Annotated coordinate records
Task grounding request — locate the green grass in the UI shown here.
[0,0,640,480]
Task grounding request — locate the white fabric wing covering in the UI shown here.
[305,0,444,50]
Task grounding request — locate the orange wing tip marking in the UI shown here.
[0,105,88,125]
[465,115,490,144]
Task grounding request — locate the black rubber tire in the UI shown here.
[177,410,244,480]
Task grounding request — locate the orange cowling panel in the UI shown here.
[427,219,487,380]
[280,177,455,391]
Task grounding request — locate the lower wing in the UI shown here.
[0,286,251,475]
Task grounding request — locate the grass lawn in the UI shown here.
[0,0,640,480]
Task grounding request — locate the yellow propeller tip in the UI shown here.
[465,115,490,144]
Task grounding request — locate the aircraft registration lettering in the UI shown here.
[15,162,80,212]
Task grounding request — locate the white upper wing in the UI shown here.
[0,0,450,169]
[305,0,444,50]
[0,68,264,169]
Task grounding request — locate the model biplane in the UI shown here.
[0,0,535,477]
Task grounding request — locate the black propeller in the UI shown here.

→ Exercise objective
Copy every row above verbatim, keeping each line unchanged and in its original order.

→ Result of this exercise
Task grounding request — locate the green grass in the UI shown here.
[0,0,640,480]
Task grounding request — locate the white fabric wing covering in the UI shown here.
[305,0,444,50]
Task grounding request — locate the orange wing tip marking in the UI shown here.
[0,105,88,125]
[465,115,490,144]
Task grounding request — locate the black rubber tire in the UI shown here.
[177,410,244,480]
Task grounding request — locate the orange cowling panel in the UI shown here.
[427,219,487,380]
[280,177,455,391]
Task grounding request — locate the lower wing in the UI shown here.
[0,286,251,475]
Task grounding request — locate the grass lawn in the UI shown here.
[0,0,640,480]
Task grounding request — locate the yellow propeller tip in the UI shown here.
[465,115,490,144]
Task grounding request — locate the aircraft registration lettering in the UI shown here.
[15,162,80,212]
Task grounding request — locate the white upper wing in the UI shown here.
[0,0,450,169]
[305,0,444,50]
[0,68,264,169]
Task grounding request — locate the model biplane in the UI shown here.
[0,0,535,477]
Task grounding request — locate the black propeller in the UI shown here.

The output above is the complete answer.